**EXERCÍCIO BREVE 1:**
Responda às perguntas sobre a resenha do livro Físicos, Mésons e Política:
(a) A que instituição está vinculado o autor da resenha?
(b) Quem é a autora do livro resenhado?
(c) Quantas páginas tem o livro?
**EXERCÍCIO BREVE 2:** Escreva a continuação da resenha do livro Físicos, Mésons e Política, começando logo após a referência bibliográfica.

**TRECHO DO DOCUMENTO:**
----
Physicists, mesons and polities: science dynamics in the social context

RESENHAS

Físicos, mésons e política: a dinâmica da ciência na sociedade

Physicists, mesons and polities: science dynamics in the social context

Fábio Luís Alves Pena1 1 E-mail: fabiopena@cefetba.br.

Centro Federal de Educação Tecnológica da Bahia, CEFET, BA, Brasil

Físicos, Mésons e Política: A Dinâmica da Ciência na Sociedade, por Ana Maria Ribeiro de Andrade (Editora Hucitec, Museu de Astronomia e Ciências Afins, São Paulo, 1999), 261 p.
----
**REGISTROS DE DADOS:**
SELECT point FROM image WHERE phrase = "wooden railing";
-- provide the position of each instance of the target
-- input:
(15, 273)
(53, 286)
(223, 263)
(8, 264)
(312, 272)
----
**RESULTADO FINAL 1:**
(a) Centro Federal de Educação Tecnológica da Bahia (CEFET, BA).
(b) Ana Maria Ribeiro de Andrade.
(c) 261 páginas.

**RESULTADO FINAL 2:**
Não foi à toa que Humberto Tanure [1] colocou que César Lattes [2], devido à descoberta dos mésons pi [3], é considerado o mais importante físico brasileiro do século 20; o cientista brasileiro mais conhecido no exterior e, talvez, o único cujo nome é lembrado pelo povo; teve participação decisiva na criação do Centro Brasileiro de Pesquisas Físicas (CBPF), no Rio, e do Conselho Nacional de Pesquisas (CNPq) [4]. Também não foi por acaso que o jornalista Cássio Leite Vieira [5] escreveu que Lattes é o nosso herói da era nuclear. Informações e atribuições que são devidamente respaldadas pelo livro Físicos, Mésons e Política: A Dinâmica da Ciência na Sociedade, da historiadora Ana Maria Ribeiro de Andrade [6].

O presente livro foi dividido em quatro capítulos, além da introdução e das fontes (primárias e secundárias): quadros, artigos, informativos, gráficos, fotos, arquivos, cartas, entrevistas, obras citadas e consultadas, etc. O primeiro, Lattes e os mésons, e os seguintes: CBPF, o espaço protegido; A arena dos embates: CNPq; A interação forte entre ciência e política.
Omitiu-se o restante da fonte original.